_REQUIRED TASK:_ Extract the line that contains "the wooden etagere" and every line after it to the end of the records below, exactly as written and nothing else.

_DATA IN THIS EXERCISE:_
_ _ _ _ _ _ _

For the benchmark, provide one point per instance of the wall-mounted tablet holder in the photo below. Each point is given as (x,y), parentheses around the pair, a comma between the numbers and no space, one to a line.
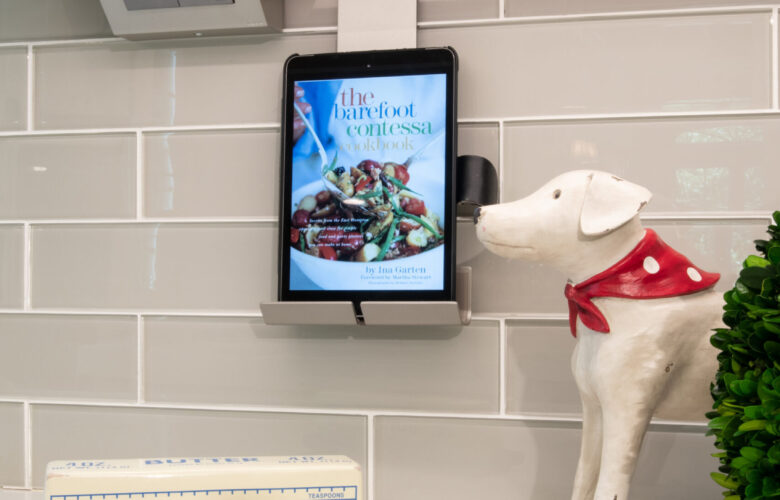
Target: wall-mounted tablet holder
(477,184)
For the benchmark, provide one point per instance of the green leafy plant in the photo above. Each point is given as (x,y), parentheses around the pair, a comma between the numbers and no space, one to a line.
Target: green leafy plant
(746,416)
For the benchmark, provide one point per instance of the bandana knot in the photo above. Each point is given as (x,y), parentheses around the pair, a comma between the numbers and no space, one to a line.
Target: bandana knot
(651,270)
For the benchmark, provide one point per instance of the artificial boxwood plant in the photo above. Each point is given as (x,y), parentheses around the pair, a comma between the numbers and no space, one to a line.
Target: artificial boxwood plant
(746,416)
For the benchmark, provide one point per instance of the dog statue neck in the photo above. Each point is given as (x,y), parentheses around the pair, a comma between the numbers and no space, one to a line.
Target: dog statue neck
(601,252)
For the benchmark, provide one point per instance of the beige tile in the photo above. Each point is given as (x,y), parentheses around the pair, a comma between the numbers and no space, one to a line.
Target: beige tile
(223,173)
(154,266)
(539,380)
(7,494)
(244,361)
(507,286)
(714,246)
(13,87)
(12,439)
(308,13)
(52,19)
(480,140)
(689,165)
(49,356)
(676,465)
(88,432)
(464,459)
(519,8)
(448,10)
(620,65)
(230,80)
(510,286)
(11,266)
(67,176)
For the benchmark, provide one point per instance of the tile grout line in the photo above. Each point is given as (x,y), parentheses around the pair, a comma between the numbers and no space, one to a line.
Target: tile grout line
(371,462)
(27,445)
(270,126)
(30,87)
(140,360)
(501,19)
(502,347)
(27,267)
(541,418)
(273,220)
(139,175)
(529,119)
(775,55)
(597,16)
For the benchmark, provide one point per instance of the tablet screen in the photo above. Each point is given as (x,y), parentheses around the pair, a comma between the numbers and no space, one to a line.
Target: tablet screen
(368,205)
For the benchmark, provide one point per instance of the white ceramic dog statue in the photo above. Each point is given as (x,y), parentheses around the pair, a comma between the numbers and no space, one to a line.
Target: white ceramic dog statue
(642,314)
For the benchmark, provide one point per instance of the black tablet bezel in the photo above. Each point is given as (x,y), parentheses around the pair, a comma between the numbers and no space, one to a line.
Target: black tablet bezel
(356,65)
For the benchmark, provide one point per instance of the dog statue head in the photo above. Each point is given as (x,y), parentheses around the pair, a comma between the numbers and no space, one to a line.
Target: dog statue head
(571,223)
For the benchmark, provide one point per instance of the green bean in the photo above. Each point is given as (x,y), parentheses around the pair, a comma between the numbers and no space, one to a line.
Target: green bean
(399,184)
(388,240)
(365,196)
(422,221)
(332,164)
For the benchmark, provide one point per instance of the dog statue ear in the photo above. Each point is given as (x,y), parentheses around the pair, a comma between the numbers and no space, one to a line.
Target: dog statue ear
(609,203)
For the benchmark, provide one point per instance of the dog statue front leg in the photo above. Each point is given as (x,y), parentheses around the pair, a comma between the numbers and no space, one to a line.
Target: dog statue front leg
(624,429)
(590,450)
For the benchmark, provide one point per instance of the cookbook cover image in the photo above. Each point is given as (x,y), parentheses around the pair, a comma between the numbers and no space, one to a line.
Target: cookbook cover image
(368,184)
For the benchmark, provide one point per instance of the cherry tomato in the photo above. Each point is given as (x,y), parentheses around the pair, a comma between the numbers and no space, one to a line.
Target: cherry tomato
(352,242)
(415,206)
(366,165)
(362,184)
(407,225)
(322,197)
(330,236)
(401,173)
(301,218)
(327,252)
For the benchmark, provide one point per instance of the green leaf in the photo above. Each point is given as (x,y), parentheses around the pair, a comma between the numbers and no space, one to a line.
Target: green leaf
(770,487)
(752,454)
(772,327)
(753,425)
(773,454)
(753,491)
(774,255)
(724,481)
(753,276)
(755,412)
(755,261)
(772,349)
(744,388)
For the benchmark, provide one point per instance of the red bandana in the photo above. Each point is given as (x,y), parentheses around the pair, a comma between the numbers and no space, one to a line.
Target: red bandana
(651,270)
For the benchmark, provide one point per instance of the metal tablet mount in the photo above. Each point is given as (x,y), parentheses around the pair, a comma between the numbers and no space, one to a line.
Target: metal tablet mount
(477,184)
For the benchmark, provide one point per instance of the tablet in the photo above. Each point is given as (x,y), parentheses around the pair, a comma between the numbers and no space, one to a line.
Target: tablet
(368,159)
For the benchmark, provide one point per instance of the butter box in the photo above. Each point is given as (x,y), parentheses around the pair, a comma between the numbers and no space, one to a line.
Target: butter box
(329,477)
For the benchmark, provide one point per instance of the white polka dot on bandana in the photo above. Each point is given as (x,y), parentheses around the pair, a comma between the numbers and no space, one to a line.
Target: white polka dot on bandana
(651,265)
(694,274)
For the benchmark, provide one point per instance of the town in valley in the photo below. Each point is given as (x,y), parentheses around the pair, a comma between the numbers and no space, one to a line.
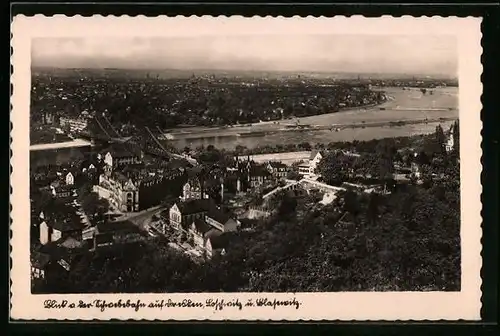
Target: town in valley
(147,181)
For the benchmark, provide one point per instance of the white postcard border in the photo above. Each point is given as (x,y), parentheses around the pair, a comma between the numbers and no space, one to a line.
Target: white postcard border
(465,304)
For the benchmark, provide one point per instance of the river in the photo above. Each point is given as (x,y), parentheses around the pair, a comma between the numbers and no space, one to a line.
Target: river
(402,105)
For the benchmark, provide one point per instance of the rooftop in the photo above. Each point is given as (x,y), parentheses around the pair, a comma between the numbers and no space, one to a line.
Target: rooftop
(39,260)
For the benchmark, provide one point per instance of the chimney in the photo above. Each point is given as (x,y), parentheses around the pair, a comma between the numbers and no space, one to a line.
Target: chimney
(238,184)
(222,190)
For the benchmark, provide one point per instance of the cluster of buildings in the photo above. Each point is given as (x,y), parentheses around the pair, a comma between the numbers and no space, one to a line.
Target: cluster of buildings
(75,125)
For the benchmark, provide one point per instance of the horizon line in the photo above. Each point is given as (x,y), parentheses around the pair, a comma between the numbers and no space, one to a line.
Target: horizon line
(48,67)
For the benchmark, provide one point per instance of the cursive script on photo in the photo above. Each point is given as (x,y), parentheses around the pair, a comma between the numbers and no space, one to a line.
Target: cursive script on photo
(138,304)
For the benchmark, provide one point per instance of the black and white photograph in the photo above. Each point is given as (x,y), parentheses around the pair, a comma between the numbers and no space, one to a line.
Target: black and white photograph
(245,163)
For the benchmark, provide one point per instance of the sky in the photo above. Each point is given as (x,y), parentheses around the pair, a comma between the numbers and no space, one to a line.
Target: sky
(415,54)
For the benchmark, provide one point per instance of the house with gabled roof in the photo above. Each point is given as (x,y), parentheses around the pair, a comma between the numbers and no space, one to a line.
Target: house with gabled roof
(120,155)
(52,230)
(221,220)
(278,169)
(217,244)
(39,263)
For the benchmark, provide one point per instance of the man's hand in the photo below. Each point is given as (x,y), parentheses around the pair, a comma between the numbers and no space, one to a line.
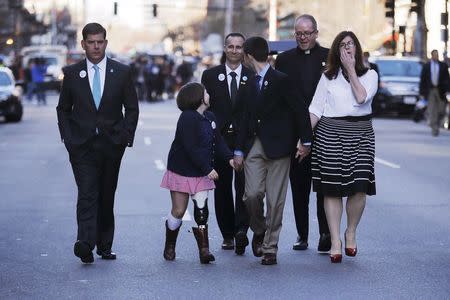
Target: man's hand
(238,161)
(213,175)
(302,152)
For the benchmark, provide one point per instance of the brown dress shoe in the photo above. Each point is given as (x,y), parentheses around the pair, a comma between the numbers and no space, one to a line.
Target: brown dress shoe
(257,244)
(228,244)
(241,242)
(269,259)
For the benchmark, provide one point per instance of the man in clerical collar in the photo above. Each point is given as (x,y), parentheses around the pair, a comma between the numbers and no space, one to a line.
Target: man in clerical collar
(304,66)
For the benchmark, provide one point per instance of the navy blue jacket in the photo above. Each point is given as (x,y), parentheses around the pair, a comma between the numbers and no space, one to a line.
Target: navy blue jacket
(197,143)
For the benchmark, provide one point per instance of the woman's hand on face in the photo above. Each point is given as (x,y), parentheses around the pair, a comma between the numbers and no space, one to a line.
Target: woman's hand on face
(348,61)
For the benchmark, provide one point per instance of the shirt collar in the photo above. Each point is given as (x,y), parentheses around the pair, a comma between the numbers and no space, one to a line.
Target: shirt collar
(237,71)
(101,65)
(264,71)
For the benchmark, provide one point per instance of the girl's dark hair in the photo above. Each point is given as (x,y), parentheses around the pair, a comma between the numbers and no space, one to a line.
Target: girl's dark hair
(334,56)
(190,96)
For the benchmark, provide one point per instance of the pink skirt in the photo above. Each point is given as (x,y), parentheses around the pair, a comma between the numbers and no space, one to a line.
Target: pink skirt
(191,185)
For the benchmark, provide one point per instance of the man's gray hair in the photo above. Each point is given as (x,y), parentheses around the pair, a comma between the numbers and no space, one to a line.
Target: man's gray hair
(307,17)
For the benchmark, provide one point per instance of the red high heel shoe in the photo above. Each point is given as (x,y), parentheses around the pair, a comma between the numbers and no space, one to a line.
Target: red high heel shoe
(336,258)
(349,251)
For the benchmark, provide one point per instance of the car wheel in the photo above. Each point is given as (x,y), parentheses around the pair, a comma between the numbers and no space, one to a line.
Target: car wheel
(16,115)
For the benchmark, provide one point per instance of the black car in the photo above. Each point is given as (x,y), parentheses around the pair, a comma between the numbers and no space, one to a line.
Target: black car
(10,99)
(399,84)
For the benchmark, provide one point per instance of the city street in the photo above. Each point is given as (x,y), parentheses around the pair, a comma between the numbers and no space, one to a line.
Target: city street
(403,239)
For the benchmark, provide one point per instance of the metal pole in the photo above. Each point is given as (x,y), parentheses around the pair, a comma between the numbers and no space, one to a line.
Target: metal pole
(229,17)
(273,20)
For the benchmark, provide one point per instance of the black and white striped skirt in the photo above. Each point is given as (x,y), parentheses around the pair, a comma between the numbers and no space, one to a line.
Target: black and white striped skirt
(343,155)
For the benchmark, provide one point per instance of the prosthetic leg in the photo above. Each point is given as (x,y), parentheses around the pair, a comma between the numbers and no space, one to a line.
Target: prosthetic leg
(201,213)
(171,240)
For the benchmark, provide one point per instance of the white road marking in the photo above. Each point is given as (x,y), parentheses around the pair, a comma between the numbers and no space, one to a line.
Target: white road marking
(386,163)
(160,165)
(187,216)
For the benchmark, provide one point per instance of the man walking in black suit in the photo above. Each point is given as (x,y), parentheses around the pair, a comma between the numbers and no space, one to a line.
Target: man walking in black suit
(96,133)
(304,66)
(434,85)
(273,119)
(225,84)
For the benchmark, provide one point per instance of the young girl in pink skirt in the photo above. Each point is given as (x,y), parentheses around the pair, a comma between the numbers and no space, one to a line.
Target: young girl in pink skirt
(189,169)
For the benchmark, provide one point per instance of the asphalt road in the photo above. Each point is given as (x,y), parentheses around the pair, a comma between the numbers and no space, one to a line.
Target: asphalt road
(403,238)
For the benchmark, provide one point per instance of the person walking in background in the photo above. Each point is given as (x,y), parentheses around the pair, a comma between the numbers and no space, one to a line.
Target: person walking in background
(273,118)
(190,169)
(304,66)
(225,84)
(96,132)
(38,71)
(434,85)
(344,146)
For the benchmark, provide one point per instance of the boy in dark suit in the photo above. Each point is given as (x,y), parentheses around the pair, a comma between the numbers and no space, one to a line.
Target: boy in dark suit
(96,133)
(225,84)
(272,118)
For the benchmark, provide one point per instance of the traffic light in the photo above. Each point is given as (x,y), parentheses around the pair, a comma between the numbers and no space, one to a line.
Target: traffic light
(390,8)
(155,10)
(416,6)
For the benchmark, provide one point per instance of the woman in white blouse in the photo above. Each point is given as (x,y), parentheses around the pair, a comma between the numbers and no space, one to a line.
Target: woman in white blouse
(344,145)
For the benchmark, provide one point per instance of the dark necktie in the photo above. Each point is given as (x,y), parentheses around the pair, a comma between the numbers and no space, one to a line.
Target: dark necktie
(233,87)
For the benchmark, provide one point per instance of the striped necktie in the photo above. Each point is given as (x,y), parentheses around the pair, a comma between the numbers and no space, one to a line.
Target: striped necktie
(96,89)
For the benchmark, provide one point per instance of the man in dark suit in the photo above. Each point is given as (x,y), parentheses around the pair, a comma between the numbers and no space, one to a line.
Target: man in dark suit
(273,119)
(96,133)
(304,66)
(225,84)
(434,85)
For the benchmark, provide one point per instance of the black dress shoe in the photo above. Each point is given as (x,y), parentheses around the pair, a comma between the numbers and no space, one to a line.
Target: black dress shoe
(324,243)
(106,254)
(300,245)
(269,259)
(228,244)
(83,251)
(257,244)
(241,242)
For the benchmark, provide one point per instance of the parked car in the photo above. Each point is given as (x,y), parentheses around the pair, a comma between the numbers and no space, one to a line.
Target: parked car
(53,56)
(10,97)
(399,84)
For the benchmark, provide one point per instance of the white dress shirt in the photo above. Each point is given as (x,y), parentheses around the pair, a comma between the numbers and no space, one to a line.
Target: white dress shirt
(238,72)
(91,71)
(335,98)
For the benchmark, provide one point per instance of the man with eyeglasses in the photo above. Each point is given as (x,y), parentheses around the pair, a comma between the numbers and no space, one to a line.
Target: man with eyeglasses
(225,84)
(304,66)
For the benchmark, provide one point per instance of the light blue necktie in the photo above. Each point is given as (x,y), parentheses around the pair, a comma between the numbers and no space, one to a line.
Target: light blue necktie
(96,89)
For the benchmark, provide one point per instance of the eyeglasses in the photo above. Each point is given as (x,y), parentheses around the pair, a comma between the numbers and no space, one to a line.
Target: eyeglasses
(349,44)
(306,34)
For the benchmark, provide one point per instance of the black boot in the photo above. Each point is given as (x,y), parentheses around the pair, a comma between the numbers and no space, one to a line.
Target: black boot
(171,240)
(201,235)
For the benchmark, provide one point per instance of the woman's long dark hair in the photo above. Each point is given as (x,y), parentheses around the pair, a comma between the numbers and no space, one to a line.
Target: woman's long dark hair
(334,56)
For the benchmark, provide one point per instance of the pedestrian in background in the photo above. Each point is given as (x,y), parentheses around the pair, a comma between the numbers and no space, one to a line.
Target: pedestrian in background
(344,146)
(434,85)
(273,118)
(225,84)
(190,169)
(96,132)
(304,65)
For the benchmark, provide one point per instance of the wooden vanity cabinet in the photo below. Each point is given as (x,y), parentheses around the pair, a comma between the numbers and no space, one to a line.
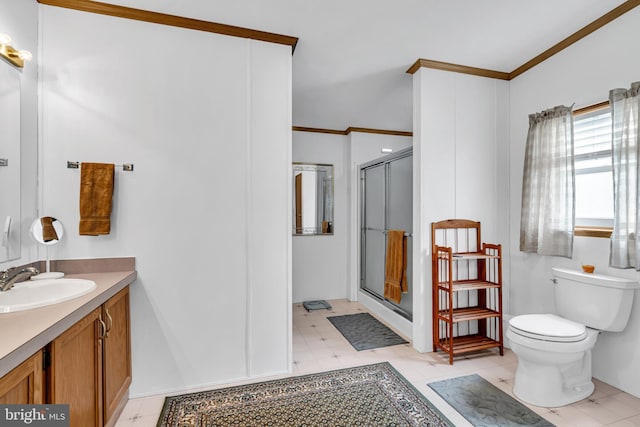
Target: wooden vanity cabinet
(116,355)
(91,365)
(24,384)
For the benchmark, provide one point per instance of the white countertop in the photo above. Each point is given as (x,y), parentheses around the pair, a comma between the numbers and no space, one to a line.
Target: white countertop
(23,333)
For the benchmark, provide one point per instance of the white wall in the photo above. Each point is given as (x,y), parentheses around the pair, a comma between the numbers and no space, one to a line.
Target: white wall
(582,74)
(319,267)
(459,131)
(206,120)
(20,21)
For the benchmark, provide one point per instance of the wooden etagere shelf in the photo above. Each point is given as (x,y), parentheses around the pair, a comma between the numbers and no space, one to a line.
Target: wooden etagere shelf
(467,289)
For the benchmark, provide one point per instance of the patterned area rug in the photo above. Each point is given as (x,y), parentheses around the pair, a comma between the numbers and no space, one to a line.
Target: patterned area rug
(372,395)
(365,332)
(484,404)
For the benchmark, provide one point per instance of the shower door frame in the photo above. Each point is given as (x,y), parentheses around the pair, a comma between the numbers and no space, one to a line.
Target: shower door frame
(383,161)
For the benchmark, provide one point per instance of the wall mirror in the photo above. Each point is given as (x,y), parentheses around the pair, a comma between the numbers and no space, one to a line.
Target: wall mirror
(312,199)
(9,162)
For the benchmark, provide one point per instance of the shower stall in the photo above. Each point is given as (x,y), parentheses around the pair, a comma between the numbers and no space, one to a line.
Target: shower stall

_ _ _ _ _ _ _

_SOLUTION TO THIS PROBLEM:_
For the benchmark, provide one point per instance of the wooden etagere shelf in the photo above. Each point is given as (x,y), parentheses around the pair, a comma between the numbers and no space, one to a line.
Target: wooden etagere shelf
(467,289)
For the benchmark, provide one point per instance of the patterned area rug in the photo above. Each point is given as (x,y), parentheses around the pair, a comma between the numbers and no space, one to a line.
Target: patterned area rug
(372,395)
(365,332)
(484,404)
For the benchmark, provide one point per instance of the shower door frame in the photo above. Each point is given as (x,y), parentheses around the pair, a comma between the numbers and no space, one to a line.
Target: shower door frame
(383,161)
For the benchmark, provide one point per instance of the wall mirror in the photo above. Each point is given as (x,y), parentheses around the pair, a comma between the numbers and no space, one to a line.
Target: wall mirror
(312,199)
(9,162)
For the benchmark, provide one point per instance of the shower stall in the photo above. Each point is given as (x,y), parentheses around the pair, a comma between the numbers and no space, one to a line.
Target: shower stall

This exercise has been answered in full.